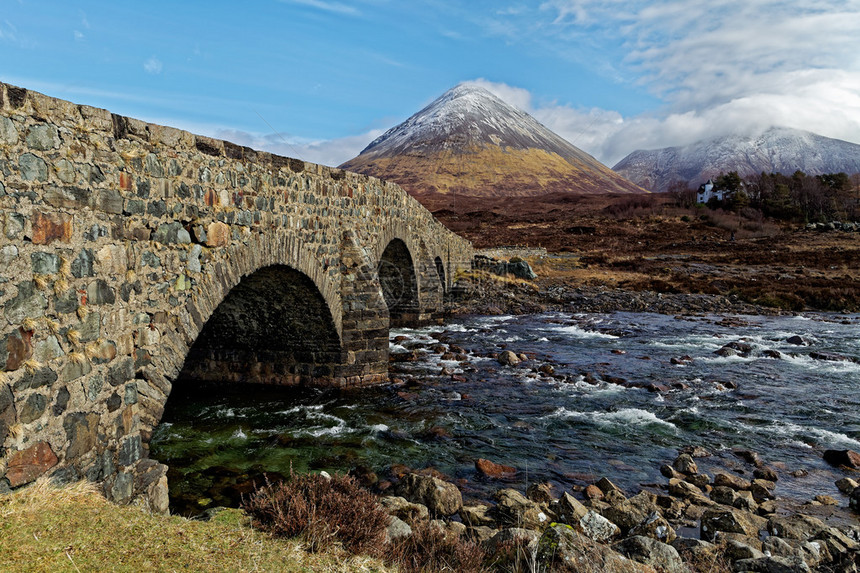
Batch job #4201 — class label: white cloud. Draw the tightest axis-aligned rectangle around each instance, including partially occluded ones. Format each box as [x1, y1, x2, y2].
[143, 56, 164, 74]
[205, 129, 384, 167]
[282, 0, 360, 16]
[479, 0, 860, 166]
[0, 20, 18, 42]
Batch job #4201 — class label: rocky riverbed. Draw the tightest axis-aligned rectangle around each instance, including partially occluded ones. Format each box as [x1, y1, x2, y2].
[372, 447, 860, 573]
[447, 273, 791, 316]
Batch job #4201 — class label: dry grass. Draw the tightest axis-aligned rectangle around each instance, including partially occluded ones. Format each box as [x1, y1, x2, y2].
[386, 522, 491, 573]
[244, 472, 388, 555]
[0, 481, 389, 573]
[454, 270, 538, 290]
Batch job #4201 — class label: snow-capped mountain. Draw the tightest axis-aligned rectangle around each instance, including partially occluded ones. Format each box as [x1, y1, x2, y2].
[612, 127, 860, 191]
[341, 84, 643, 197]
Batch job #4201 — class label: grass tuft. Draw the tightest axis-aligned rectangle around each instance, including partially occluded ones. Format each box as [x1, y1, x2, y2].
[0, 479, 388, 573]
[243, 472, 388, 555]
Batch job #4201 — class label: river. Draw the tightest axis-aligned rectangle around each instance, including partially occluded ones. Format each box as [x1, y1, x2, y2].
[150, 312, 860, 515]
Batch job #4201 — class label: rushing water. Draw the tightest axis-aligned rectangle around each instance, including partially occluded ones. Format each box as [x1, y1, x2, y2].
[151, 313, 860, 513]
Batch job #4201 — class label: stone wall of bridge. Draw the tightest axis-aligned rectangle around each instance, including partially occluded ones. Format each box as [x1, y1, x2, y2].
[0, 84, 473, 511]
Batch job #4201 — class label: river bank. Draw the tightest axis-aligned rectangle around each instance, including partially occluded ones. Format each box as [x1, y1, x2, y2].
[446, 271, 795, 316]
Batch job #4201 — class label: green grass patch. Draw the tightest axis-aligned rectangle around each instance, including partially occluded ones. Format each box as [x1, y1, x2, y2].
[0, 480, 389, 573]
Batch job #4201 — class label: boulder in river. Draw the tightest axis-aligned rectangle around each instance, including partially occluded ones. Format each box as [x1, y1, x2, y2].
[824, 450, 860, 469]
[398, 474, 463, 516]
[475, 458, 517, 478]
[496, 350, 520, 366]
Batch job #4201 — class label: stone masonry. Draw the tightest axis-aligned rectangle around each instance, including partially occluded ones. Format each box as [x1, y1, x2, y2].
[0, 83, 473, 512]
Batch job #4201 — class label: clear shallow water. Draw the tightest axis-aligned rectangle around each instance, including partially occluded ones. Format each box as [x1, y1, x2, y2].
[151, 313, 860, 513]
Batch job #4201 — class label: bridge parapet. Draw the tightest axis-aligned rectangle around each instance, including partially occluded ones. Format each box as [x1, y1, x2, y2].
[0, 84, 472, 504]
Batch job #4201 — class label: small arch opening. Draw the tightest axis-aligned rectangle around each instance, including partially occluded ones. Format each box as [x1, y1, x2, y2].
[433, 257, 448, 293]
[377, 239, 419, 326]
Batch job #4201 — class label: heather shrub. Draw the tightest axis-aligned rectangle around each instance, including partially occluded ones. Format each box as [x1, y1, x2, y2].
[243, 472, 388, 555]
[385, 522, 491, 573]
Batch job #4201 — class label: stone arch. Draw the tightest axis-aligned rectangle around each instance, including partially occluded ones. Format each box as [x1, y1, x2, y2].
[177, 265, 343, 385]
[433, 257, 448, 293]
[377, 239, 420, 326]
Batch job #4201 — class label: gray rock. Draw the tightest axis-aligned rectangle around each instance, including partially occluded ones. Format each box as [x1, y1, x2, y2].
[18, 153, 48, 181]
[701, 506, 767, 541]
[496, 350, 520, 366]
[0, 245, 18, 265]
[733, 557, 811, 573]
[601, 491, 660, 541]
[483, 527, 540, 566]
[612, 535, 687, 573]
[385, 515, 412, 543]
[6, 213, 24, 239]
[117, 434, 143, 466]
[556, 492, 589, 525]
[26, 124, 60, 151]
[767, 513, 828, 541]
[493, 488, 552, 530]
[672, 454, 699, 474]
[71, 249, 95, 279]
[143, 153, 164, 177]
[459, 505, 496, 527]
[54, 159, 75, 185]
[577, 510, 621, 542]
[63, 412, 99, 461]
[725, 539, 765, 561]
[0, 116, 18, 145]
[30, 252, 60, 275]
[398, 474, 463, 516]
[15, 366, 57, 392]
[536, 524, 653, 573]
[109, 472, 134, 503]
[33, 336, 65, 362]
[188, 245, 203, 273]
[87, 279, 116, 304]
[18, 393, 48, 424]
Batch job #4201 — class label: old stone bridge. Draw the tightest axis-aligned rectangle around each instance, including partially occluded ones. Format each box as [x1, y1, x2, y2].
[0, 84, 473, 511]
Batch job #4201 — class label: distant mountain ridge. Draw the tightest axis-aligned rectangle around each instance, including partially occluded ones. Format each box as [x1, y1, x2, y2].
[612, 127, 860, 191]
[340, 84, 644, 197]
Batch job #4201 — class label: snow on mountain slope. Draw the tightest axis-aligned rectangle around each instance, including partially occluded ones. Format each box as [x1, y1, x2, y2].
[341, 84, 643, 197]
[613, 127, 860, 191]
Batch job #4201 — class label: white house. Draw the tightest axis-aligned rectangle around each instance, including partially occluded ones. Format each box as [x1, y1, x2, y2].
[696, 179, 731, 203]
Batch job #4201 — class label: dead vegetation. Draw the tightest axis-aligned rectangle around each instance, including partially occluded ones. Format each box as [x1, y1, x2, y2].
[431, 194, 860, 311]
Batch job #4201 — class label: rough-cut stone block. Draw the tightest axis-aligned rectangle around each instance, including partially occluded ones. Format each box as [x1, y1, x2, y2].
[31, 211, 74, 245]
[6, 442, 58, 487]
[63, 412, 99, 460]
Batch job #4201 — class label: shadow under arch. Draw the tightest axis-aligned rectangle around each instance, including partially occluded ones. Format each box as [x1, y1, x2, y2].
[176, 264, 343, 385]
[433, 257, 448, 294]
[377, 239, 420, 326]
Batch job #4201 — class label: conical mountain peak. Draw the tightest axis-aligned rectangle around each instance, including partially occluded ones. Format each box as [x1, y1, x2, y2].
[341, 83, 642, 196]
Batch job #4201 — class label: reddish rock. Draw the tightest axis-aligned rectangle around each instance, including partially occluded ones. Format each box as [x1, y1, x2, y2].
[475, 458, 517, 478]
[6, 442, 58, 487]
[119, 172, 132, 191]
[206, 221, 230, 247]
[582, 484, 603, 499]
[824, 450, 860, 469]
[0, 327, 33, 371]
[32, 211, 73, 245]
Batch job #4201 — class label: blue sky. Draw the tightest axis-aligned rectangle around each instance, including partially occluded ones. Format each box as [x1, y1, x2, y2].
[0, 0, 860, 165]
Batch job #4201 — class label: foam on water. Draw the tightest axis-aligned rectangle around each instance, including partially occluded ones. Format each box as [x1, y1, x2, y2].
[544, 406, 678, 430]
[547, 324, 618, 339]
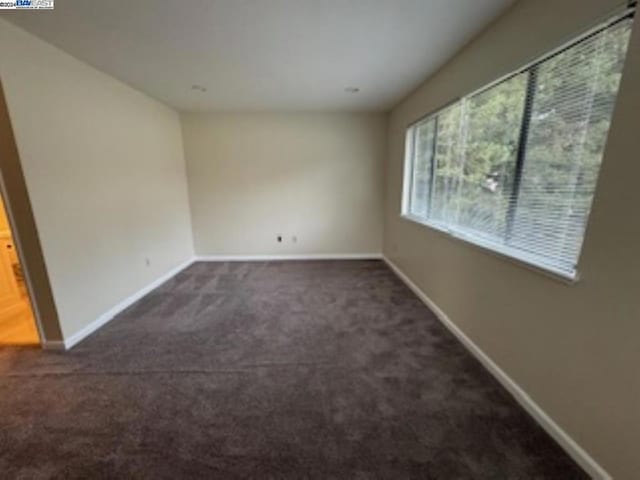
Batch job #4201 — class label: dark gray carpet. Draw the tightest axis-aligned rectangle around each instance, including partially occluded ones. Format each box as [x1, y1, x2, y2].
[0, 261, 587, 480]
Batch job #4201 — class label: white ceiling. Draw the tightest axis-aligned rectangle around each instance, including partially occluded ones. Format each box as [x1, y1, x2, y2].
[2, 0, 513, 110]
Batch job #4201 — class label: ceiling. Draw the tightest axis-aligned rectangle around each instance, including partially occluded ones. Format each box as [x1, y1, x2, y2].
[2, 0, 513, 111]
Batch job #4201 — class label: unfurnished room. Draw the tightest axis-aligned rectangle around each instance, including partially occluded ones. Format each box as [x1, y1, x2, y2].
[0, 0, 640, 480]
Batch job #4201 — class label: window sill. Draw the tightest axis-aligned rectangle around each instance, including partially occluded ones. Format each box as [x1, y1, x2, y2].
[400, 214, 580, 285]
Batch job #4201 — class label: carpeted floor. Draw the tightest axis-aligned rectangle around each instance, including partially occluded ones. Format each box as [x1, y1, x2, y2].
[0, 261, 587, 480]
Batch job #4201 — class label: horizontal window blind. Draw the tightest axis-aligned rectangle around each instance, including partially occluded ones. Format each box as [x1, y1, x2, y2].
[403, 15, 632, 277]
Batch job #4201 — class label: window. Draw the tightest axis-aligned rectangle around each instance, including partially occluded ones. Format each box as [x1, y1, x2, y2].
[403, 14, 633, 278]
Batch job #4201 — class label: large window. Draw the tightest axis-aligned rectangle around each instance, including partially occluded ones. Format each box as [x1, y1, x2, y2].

---

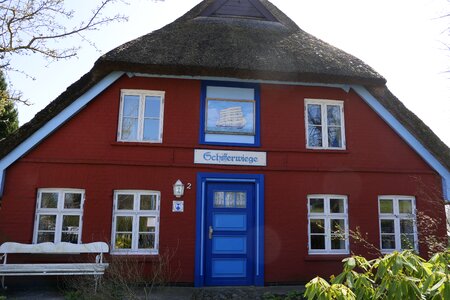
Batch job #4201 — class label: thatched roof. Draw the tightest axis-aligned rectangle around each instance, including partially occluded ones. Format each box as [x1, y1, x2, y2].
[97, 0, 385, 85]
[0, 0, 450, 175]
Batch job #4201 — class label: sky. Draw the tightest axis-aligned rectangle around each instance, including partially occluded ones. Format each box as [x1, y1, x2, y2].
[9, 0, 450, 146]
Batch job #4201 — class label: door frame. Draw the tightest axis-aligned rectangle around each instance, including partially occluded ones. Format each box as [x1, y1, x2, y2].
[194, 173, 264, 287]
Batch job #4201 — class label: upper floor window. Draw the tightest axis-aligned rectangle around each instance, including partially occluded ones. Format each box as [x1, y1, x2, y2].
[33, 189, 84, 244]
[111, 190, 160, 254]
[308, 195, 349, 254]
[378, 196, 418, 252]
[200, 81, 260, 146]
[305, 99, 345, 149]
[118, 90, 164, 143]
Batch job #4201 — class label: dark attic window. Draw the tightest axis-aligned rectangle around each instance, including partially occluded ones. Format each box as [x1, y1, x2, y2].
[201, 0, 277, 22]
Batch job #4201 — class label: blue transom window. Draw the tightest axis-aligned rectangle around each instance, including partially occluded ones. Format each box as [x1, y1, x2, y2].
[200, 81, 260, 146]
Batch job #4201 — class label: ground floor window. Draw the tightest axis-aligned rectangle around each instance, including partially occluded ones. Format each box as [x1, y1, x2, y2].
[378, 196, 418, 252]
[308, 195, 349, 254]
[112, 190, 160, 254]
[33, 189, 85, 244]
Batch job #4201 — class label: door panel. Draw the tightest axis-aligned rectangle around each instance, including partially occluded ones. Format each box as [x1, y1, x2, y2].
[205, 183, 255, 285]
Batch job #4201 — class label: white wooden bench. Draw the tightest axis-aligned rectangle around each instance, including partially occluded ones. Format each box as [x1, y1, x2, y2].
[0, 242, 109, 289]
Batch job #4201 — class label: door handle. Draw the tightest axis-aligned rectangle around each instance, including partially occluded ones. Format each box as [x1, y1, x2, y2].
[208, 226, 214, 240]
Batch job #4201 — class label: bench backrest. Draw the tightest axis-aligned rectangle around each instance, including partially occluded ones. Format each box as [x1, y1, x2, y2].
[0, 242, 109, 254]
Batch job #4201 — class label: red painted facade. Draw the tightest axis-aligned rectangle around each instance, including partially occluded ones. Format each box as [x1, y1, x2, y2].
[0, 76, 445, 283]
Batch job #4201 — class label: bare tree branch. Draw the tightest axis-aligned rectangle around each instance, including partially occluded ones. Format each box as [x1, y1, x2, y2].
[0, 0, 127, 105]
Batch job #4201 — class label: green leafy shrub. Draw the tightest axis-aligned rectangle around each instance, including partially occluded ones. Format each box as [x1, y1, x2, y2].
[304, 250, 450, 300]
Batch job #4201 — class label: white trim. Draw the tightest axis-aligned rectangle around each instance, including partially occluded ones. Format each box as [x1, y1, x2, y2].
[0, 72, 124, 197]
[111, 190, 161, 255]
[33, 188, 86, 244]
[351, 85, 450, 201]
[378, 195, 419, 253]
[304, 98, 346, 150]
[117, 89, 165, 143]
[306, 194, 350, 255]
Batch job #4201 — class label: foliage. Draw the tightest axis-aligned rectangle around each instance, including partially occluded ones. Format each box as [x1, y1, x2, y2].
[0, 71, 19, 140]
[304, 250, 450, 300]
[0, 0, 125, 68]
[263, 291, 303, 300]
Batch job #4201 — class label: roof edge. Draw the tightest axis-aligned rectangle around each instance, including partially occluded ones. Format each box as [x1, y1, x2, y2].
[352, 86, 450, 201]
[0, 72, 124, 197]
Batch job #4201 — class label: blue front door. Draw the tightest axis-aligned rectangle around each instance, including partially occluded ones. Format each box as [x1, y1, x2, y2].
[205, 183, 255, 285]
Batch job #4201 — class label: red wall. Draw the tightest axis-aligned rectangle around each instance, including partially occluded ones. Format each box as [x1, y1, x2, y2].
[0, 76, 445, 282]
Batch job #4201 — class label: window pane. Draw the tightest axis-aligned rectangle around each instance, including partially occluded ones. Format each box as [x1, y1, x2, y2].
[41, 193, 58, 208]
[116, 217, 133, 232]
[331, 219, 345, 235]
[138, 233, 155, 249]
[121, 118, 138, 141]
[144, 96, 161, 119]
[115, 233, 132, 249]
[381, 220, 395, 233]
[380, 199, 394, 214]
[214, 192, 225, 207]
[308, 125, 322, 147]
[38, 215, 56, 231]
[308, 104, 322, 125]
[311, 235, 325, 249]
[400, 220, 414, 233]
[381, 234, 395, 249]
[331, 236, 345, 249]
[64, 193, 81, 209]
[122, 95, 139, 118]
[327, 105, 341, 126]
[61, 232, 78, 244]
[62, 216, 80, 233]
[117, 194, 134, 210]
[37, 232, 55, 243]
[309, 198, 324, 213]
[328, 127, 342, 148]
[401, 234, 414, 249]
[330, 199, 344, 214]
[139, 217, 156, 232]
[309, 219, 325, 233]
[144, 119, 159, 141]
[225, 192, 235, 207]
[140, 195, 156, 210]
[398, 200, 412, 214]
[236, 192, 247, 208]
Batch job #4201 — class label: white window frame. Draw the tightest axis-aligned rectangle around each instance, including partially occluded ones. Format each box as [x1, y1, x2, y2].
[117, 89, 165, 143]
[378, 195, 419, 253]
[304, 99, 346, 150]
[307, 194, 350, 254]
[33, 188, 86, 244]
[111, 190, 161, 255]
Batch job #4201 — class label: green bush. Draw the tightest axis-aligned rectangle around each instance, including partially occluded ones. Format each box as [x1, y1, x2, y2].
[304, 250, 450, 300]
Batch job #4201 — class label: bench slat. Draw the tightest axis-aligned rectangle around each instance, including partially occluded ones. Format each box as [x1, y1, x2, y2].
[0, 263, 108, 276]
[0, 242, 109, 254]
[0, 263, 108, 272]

_Requirement_
Reproduce without changes the part of the records that opens with the line containing "Batch job #4201 — class label: grass" and closes with the line containing "[150, 312, 860, 515]", both of those lines included.

_The answer_
Batch job #4201 — class label: grass tuft. Draw the tightest axis-aligned rectangle around each instance, including partially occluded ones. Format each box as [x1, y1, x2, y2].
[0, 479, 388, 573]
[243, 472, 388, 555]
Batch job #4201 — class label: river. Draw the tightest axis-aligned rectangle around each instance, including partially occluded ones. Format each box as [x1, y1, x2, y2].
[150, 312, 860, 515]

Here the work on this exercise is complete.